To do
Please reproduce the data in full, exactly as it stands.

Data for review
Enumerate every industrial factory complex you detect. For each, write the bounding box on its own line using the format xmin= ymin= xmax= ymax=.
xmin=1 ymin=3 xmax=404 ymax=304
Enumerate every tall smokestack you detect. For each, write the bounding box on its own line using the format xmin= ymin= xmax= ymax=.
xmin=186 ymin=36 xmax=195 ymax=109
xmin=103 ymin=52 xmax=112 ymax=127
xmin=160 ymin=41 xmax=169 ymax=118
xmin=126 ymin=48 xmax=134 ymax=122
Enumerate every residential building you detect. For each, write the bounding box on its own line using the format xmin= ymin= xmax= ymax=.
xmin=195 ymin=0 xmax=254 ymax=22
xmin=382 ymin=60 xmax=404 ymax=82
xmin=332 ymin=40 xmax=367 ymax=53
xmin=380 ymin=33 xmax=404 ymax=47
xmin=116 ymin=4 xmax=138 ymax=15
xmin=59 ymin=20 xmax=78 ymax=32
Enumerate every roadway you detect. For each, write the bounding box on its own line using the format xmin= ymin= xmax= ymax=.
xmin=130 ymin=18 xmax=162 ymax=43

Result of this task
Enumerate every industrial factory complex you detect. For each, write the bounding box on its own line using the format xmin= ymin= xmax= ymax=.
xmin=1 ymin=3 xmax=404 ymax=304
Enumerate every tall smokestack you detect. For each, write the bounding box on its own line using the format xmin= ymin= xmax= ymax=.
xmin=186 ymin=36 xmax=195 ymax=109
xmin=103 ymin=52 xmax=112 ymax=127
xmin=160 ymin=41 xmax=169 ymax=118
xmin=126 ymin=48 xmax=134 ymax=122
Enumerate every residential building you detect. For each, write the bounding box on its own line using the format xmin= ymin= xmax= ymax=.
xmin=195 ymin=0 xmax=254 ymax=22
xmin=382 ymin=60 xmax=404 ymax=82
xmin=332 ymin=40 xmax=367 ymax=53
xmin=380 ymin=33 xmax=404 ymax=47
xmin=116 ymin=4 xmax=138 ymax=15
xmin=59 ymin=20 xmax=78 ymax=32
Enumerate every roadway you detect. For each, write the bounding box on its own line using the format xmin= ymin= xmax= ymax=.
xmin=130 ymin=18 xmax=162 ymax=43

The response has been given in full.